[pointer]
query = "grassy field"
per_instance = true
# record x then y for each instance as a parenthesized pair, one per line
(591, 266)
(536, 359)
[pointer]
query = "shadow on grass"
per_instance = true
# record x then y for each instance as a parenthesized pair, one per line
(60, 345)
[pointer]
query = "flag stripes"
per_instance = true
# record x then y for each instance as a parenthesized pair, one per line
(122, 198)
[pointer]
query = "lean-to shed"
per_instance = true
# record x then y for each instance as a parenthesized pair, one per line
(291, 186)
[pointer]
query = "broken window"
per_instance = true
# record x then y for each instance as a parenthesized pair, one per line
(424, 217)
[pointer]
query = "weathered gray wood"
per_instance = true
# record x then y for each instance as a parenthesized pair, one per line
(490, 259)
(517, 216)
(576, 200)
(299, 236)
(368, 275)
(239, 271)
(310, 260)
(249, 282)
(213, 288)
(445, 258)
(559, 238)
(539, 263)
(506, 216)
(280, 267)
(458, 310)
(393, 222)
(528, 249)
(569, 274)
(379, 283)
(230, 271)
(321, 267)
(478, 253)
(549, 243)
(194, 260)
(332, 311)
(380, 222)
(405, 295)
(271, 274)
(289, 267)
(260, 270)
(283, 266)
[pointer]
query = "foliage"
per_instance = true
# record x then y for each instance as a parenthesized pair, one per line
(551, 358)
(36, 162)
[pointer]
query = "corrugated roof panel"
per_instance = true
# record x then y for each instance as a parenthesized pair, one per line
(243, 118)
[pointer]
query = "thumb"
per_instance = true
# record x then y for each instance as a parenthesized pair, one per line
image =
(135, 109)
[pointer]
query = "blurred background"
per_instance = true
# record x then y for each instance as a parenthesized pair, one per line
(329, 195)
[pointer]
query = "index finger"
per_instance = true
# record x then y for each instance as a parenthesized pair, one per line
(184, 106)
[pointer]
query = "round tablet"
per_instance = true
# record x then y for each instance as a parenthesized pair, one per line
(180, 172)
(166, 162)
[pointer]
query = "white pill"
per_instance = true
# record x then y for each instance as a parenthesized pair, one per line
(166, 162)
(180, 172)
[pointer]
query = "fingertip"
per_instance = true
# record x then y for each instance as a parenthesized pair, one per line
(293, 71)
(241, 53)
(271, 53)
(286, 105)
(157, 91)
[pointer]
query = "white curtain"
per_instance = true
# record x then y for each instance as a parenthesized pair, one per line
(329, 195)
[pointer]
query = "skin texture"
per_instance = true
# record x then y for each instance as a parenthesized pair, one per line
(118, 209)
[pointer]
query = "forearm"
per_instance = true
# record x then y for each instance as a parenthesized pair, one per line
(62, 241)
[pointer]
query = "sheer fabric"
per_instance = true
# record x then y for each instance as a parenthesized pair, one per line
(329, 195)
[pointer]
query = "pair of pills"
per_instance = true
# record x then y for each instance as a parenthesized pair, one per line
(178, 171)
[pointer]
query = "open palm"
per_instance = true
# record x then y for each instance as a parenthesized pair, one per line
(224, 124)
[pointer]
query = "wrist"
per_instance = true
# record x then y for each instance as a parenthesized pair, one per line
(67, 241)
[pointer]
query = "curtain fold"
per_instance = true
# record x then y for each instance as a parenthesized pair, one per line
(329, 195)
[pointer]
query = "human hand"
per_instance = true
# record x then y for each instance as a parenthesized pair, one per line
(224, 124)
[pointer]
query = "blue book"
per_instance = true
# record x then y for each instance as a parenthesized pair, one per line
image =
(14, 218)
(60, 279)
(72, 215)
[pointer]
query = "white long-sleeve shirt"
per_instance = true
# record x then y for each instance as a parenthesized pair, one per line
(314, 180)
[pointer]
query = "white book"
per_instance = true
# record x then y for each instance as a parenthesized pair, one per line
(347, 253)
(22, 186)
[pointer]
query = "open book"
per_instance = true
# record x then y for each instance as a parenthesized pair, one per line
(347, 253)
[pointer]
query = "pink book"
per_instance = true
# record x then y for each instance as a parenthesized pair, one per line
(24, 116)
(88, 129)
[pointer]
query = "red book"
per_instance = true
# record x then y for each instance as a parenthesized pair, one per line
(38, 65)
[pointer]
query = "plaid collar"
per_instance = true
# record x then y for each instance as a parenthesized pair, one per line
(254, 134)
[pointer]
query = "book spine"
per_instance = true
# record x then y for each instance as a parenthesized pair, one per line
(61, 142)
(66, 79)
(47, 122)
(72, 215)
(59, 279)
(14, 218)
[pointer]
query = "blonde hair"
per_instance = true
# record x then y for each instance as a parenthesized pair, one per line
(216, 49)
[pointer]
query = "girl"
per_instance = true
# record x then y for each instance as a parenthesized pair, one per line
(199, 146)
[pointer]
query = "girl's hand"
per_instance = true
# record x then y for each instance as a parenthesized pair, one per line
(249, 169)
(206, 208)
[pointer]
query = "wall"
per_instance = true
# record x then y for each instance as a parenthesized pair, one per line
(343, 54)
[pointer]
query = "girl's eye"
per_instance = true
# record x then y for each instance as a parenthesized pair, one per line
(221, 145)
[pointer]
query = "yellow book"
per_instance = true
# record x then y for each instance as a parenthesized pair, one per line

_YOUR TASK_.
Repeat the entries shown above, every one, word for word.

_FULL SOLUTION_.
[pointer]
query = "grassy field"
per_instance = true
# record x then y for each instance as a parenthesized pair, one per line
(591, 266)
(536, 359)
[pointer]
query = "shadow on grass"
per_instance = true
# record x then y for each instance as a parenthesized pair, one per line
(60, 345)
[pointer]
query = "flag stripes"
per_instance = true
# record x then y for each instance as a parenthesized pair, one per line
(122, 198)
[pointer]
query = "lean-to shed"
per_instance = true
# record x then y for each instance as a parenthesized pair, one per line
(291, 186)
[pointer]
query = "broken window"
per_instance = true
# record x then y for each instance as a parenthesized pair, one per line
(424, 217)
[pointer]
query = "weathered gray wood"
per_instance = true
# record x then y for each instance as a parenthesized pair, one per line
(490, 259)
(517, 216)
(576, 200)
(299, 236)
(368, 275)
(239, 271)
(310, 260)
(249, 282)
(213, 288)
(445, 258)
(559, 238)
(539, 263)
(506, 216)
(280, 267)
(458, 310)
(393, 222)
(528, 249)
(569, 274)
(379, 283)
(230, 271)
(321, 267)
(478, 253)
(549, 243)
(194, 260)
(332, 311)
(380, 222)
(405, 295)
(271, 274)
(289, 267)
(260, 270)
(283, 266)
[pointer]
query = "foliage"
per_instance = true
# record x then y for each instance as a parenthesized pair, one per line
(551, 358)
(36, 162)
[pointer]
query = "corrugated roof panel"
per_instance = true
# record x then y for each instance as a parenthesized pair, one per line
(243, 118)
[pointer]
query = "thumb"
per_instance = true
# record x then y for each instance as a parenthesized pair, one per line
image =
(135, 109)
[pointer]
query = "blurred background"
per_instance = true
# record x then y for each instance as a parenthesized pair, one per line
(329, 195)
[pointer]
query = "index finger"
per_instance = true
# record x then y for each instance as a parenthesized pair, one per line
(184, 106)
[pointer]
query = "round tablet"
per_instance = true
# record x then y for each instance as a parenthesized pair, one per line
(180, 172)
(166, 162)
[pointer]
query = "white pill"
per_instance = true
# record x then y for each instance as a parenthesized pair, one per line
(166, 162)
(180, 172)
[pointer]
query = "fingertip"
per_instance = true
# record x then y for each instance as a parenthesized pair, one per line
(293, 71)
(241, 53)
(271, 53)
(286, 105)
(157, 91)
[pointer]
query = "white curtain"
per_instance = true
# record x then y for each instance as a parenthesized pair, one per line
(329, 195)
[pointer]
query = "skin texture"
per_instance = true
# record x then y for each instance as a parenthesized pair, one per line
(118, 209)
[pointer]
query = "forearm"
per_instance = true
# record x then y for each instance as a parenthesized pair, one per line
(62, 241)
[pointer]
query = "sheer fabric"
per_instance = true
# record x then y for each instance as a parenthesized pair, one per line
(329, 195)
[pointer]
query = "pair of pills"
per_instance = true
# record x then y for each instance as a parenthesized pair, one per line
(178, 171)
[pointer]
query = "open palm"
per_instance = true
# record x then y for each instance as a parenthesized pair, one per line
(224, 124)
[pointer]
query = "wrist"
per_instance = true
# record x then y for each instance as a parenthesized pair, one per line
(67, 241)
[pointer]
query = "curtain fold"
per_instance = true
# record x then y for each instance as a parenthesized pair, one per line
(329, 195)
[pointer]
query = "human hand"
per_instance = true
# record x then y for each instance as a parenthesized pair, one per line
(224, 124)
[pointer]
query = "blue book"
per_instance = true
# record x then y for each instance as a parenthesized pair, one per line
image =
(14, 218)
(60, 279)
(72, 215)
[pointer]
query = "white long-sleeve shirt"
per_instance = true
# record x then y for each instance as a parenthesized pair, one per line
(314, 180)
[pointer]
query = "white book"
per_instance = true
# record x then y for each instance as a parenthesized pair, one per line
(347, 253)
(22, 186)
[pointer]
query = "open book"
per_instance = true
# record x then y for each instance as a parenthesized pair, one per line
(347, 253)
[pointer]
query = "pink book"
per_instance = true
# record x then y for each instance as a parenthesized pair, one per line
(24, 116)
(88, 129)
[pointer]
query = "red book"
per_instance = true
# record x then y for each instance as a parenthesized pair, one per line
(38, 65)
[pointer]
query = "plaid collar"
per_instance = true
# record x then y for each instance as a parenthesized pair, one per line
(254, 134)
[pointer]
query = "book spine"
per_instance = true
# record x then y for each instance as a parenthesized pair, one per line
(61, 142)
(66, 79)
(47, 122)
(72, 215)
(59, 279)
(14, 218)
[pointer]
query = "blonde hair"
per_instance = true
# record x then y for each instance as a parenthesized pair, one per line
(216, 49)
[pointer]
query = "girl"
per_instance = true
# record x then y for each instance as a parenthesized pair, one per line
(199, 146)
[pointer]
query = "girl's hand"
per_instance = true
# record x then y for each instance as a parenthesized pair, one per line
(249, 169)
(206, 208)
[pointer]
query = "wall"
per_instance = true
# record x then y for each instance as a parenthesized pair, one per line
(343, 54)
[pointer]
query = "girl's eye"
per_instance = true
# record x then y for each instance as a parenthesized pair, one per line
(221, 145)
[pointer]
query = "yellow book"
per_instance = true
# record x then y for each instance as a parenthesized pair, one per line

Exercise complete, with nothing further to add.